Segment Start: Source material

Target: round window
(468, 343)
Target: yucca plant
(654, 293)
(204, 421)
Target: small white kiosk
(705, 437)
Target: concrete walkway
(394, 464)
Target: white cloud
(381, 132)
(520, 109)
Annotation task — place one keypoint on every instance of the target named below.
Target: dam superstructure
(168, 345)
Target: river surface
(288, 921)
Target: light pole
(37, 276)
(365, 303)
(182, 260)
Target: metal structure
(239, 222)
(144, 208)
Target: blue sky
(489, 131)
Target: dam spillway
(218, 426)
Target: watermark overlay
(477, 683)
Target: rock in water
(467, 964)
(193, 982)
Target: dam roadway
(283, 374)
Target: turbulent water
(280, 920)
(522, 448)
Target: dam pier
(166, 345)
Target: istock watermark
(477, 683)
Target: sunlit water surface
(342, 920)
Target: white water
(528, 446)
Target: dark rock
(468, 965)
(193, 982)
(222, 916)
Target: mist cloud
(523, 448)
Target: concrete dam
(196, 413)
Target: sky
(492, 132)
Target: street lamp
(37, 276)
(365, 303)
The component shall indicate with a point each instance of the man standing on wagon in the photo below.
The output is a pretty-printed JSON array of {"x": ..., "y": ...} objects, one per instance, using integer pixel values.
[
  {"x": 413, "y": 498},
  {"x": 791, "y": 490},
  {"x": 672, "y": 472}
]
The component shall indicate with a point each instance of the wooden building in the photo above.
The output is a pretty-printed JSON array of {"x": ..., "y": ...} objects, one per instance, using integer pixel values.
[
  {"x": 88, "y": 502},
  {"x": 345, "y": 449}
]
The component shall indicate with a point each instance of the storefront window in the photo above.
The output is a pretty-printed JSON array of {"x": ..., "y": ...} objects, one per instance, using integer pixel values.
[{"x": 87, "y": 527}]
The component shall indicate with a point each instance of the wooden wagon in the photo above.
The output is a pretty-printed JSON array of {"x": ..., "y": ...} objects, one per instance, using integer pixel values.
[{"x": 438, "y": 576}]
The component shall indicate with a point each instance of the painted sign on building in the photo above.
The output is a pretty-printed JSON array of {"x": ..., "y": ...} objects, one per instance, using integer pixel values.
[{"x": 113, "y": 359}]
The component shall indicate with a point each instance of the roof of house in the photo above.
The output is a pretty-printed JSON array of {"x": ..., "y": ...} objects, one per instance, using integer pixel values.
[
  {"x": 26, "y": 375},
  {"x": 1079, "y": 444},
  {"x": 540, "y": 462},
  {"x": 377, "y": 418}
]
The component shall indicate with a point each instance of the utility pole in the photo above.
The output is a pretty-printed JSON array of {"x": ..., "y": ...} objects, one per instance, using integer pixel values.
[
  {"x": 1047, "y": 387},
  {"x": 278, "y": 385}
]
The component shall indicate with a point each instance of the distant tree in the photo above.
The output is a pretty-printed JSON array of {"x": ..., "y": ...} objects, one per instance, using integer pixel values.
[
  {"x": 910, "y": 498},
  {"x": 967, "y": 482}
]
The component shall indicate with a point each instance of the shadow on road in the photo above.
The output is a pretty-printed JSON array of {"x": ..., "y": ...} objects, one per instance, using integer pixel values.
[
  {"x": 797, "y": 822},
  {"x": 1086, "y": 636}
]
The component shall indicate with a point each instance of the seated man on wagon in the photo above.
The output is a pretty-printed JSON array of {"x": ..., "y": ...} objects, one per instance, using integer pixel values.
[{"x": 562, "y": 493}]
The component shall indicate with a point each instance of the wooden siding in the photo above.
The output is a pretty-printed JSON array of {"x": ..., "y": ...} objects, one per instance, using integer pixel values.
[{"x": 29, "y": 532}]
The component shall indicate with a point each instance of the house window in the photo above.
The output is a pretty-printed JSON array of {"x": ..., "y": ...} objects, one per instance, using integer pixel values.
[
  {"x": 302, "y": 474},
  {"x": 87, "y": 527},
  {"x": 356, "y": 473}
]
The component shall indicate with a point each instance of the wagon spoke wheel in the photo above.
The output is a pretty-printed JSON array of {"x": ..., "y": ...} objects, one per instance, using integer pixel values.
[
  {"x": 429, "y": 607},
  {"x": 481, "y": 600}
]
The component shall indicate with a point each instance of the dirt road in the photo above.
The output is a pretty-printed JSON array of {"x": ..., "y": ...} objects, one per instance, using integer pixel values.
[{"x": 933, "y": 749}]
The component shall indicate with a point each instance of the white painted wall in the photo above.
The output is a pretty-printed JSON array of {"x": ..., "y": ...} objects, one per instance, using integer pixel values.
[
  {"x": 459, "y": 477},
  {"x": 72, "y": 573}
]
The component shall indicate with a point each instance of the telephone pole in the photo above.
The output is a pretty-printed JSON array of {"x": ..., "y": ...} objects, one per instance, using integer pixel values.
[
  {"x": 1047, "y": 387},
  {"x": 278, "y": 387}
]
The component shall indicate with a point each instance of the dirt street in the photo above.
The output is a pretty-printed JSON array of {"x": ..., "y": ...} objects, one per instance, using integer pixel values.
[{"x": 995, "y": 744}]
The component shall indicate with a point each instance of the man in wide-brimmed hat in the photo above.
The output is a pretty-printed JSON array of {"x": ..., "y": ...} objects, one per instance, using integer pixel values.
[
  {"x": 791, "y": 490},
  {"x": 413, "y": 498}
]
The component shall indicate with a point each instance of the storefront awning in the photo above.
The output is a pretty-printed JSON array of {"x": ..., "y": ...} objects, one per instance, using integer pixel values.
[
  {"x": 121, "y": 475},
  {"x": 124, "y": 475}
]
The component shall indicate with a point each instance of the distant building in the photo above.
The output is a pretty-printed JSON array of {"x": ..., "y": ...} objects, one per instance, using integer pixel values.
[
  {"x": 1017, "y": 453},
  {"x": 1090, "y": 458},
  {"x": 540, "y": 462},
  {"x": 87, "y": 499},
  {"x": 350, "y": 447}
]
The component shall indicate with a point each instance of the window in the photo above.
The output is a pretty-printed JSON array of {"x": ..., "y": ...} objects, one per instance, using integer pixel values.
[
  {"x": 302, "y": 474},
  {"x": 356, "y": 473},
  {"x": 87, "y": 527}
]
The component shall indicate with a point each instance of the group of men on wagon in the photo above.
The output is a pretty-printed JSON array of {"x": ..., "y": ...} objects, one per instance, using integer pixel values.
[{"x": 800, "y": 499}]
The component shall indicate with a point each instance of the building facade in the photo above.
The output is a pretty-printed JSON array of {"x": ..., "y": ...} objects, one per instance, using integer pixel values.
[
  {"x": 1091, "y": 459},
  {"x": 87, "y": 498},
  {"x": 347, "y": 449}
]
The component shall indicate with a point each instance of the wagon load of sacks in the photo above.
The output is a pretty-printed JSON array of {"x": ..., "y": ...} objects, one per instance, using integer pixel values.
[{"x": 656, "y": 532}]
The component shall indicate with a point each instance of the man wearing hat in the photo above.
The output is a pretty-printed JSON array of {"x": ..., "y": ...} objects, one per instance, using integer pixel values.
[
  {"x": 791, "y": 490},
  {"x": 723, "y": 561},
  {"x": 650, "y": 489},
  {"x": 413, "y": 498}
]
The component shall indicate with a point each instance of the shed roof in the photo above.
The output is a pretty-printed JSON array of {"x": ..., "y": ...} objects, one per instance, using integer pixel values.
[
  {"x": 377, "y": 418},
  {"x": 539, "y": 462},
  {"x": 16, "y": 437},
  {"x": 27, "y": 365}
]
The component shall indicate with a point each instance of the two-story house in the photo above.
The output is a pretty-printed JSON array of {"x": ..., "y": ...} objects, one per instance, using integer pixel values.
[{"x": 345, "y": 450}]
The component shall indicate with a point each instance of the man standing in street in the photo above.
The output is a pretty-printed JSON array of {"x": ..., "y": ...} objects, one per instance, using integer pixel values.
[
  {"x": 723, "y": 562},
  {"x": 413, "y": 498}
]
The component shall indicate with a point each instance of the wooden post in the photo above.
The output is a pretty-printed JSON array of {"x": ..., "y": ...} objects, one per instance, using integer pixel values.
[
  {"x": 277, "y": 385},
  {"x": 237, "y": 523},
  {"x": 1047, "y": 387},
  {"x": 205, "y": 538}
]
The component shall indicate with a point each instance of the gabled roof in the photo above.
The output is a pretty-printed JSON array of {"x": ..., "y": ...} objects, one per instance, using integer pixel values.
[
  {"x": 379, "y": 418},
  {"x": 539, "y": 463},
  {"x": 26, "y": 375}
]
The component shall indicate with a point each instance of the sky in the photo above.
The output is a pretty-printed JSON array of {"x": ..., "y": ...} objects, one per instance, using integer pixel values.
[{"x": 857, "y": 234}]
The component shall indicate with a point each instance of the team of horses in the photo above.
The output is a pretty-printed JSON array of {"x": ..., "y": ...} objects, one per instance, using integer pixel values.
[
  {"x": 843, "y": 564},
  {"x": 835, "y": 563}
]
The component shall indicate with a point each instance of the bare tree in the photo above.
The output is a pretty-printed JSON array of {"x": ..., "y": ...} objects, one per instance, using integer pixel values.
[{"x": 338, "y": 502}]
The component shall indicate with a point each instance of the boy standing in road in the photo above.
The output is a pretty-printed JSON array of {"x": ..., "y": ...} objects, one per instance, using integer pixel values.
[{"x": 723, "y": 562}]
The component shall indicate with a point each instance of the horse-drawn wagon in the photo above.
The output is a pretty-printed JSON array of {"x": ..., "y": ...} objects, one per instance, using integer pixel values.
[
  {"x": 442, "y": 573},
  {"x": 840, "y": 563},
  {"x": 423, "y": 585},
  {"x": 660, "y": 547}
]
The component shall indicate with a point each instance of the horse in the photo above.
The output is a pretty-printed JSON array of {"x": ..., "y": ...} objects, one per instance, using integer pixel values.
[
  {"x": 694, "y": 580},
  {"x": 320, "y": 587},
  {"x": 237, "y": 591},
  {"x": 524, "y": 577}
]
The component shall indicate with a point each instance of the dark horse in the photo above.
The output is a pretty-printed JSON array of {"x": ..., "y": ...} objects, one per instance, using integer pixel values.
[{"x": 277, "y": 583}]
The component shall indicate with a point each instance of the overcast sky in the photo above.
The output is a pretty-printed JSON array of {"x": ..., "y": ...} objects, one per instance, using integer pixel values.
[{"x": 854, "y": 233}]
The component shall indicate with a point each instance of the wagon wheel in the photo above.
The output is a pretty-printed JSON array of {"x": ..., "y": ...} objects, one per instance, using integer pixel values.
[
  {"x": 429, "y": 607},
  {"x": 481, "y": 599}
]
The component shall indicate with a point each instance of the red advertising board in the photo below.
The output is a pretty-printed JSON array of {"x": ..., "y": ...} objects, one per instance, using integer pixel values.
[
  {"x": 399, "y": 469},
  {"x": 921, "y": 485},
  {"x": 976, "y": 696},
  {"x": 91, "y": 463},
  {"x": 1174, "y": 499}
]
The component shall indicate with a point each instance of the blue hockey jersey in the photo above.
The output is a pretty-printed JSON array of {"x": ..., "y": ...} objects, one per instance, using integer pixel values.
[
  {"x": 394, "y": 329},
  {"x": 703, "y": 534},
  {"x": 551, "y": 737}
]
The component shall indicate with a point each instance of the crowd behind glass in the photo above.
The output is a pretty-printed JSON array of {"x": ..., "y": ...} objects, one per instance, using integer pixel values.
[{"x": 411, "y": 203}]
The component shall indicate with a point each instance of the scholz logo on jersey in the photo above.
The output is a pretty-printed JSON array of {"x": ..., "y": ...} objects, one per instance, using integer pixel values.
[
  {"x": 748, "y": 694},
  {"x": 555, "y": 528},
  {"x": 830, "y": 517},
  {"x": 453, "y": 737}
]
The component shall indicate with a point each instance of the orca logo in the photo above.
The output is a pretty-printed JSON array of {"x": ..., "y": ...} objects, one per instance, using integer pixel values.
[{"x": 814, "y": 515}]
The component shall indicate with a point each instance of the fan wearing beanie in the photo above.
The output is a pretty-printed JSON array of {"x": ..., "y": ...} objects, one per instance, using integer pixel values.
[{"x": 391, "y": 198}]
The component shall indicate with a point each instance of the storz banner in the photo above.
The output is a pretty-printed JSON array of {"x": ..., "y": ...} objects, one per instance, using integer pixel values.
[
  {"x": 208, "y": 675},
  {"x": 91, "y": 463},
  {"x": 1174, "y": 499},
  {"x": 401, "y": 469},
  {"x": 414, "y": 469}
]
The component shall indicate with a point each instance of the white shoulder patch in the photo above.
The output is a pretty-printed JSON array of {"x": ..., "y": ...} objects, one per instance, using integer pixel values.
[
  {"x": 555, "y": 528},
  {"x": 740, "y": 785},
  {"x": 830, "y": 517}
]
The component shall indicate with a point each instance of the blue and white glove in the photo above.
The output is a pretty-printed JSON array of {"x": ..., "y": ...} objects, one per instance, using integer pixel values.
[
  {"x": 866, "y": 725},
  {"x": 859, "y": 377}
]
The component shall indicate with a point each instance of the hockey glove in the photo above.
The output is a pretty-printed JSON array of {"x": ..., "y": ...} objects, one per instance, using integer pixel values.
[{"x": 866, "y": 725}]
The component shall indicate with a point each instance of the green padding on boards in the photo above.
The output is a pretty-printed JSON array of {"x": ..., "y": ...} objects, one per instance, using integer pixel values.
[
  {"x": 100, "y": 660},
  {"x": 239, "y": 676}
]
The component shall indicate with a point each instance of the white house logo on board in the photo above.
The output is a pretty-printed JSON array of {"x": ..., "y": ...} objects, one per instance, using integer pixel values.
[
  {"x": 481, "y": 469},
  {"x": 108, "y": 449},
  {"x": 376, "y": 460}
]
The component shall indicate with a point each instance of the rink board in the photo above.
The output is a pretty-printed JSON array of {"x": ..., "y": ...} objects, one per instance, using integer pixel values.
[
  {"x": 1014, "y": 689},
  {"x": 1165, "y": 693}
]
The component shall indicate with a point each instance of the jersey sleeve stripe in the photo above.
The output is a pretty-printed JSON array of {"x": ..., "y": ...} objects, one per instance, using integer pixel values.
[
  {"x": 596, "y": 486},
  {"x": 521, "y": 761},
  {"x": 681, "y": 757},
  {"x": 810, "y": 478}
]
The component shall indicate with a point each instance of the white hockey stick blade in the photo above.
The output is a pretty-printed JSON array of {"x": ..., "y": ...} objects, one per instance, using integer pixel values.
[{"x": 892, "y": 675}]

Segment End: Source material

Please reproduce, exactly as they appear above, the lines from the line containing "banner in the photo above." up to and including the line containing "stripe in the photo above.".

The component shall indicate with a point each instance of the storz banner in the photo above.
The output is a pretty-printed JSON array of {"x": ..., "y": ...} objects, one per instance, using integer pixel values.
[
  {"x": 208, "y": 675},
  {"x": 91, "y": 463},
  {"x": 1174, "y": 499},
  {"x": 401, "y": 469},
  {"x": 414, "y": 469}
]
The component shall indicate with a point each instance of the white shoulder patch in the photo above.
The output is a pretty-printed JSON array of {"x": ..., "y": ...} objects, one per instance, using integer pixel values.
[
  {"x": 555, "y": 528},
  {"x": 740, "y": 785},
  {"x": 830, "y": 517}
]
The component shall indicate with a point each instance of the blue and white glove in the photo above.
The output is a pretty-printed JSON array of {"x": ..., "y": ...} objects, one per instance, using integer pixel values.
[
  {"x": 866, "y": 725},
  {"x": 859, "y": 377}
]
The component shall indicate with a point each instance of the hockey glove in the photo above.
The output is a pretty-printed JSON array of {"x": ..., "y": ...} objects, one per instance, using integer pixel values.
[{"x": 866, "y": 725}]
The component shall indicate with a point each instance of the green padding on boards in the photo above.
The output is a pretty-printed JSON array of {"x": ..., "y": ...} objects, one per instance, using integer pixel values.
[
  {"x": 100, "y": 660},
  {"x": 239, "y": 676}
]
The component shall indicate with a point each instance of the white house logo on board in the photo above.
The output is a pretty-printed JSON array of {"x": ..., "y": ...} objects, one per instance, using integer pixel values.
[
  {"x": 481, "y": 469},
  {"x": 108, "y": 449},
  {"x": 376, "y": 460}
]
The component shall indicate with a point each instance of the rink board in the photo above.
The output is a pretty-printed JSON array of {"x": ..., "y": ...} objects, one per instance, using integer pixel values.
[
  {"x": 1014, "y": 689},
  {"x": 1165, "y": 693}
]
The component shall indicate with a point each instance of the jersey sleeve stripe in the photo above.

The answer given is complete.